Exercise instructions: Could you return all of the data exactly as given?

┌────────

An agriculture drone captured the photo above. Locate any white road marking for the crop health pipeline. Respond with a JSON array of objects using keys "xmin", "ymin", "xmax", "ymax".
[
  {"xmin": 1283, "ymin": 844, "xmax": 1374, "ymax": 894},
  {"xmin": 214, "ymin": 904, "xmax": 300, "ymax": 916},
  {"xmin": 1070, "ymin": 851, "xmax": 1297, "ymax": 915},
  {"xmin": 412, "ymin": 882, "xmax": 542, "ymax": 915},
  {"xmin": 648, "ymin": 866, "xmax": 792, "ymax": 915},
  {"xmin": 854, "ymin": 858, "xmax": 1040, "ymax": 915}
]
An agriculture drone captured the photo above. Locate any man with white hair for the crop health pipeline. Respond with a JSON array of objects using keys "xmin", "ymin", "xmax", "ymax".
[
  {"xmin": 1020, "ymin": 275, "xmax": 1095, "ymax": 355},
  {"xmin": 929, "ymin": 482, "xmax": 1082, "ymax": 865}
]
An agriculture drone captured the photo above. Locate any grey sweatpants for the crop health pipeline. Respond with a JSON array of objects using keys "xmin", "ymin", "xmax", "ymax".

└────────

Response to the exercise:
An agriculture drone captured the photo above. Locate any white road marking for the crop health pipeline. Respond with a JSON array of objects using keys "xmin", "ymin", "xmax", "ymax".
[
  {"xmin": 1283, "ymin": 844, "xmax": 1374, "ymax": 894},
  {"xmin": 214, "ymin": 904, "xmax": 300, "ymax": 916},
  {"xmin": 1070, "ymin": 851, "xmax": 1297, "ymax": 915},
  {"xmin": 412, "ymin": 882, "xmax": 542, "ymax": 915},
  {"xmin": 648, "ymin": 866, "xmax": 792, "ymax": 915},
  {"xmin": 854, "ymin": 858, "xmax": 1040, "ymax": 915}
]
An agriculture drone captured the photo above. Locate any man with white hair for the crop health pipeline. Respond with a JSON array of objects using keys "xmin", "ymin", "xmax", "ymax".
[
  {"xmin": 1020, "ymin": 275, "xmax": 1095, "ymax": 355},
  {"xmin": 929, "ymin": 482, "xmax": 1082, "ymax": 865}
]
An agriculture drone captured the photo above. Locate any grey sweatpants for the crop health pipeline. Respond with a JSON array of objects using keys "xmin", "ymin", "xmax", "ymax".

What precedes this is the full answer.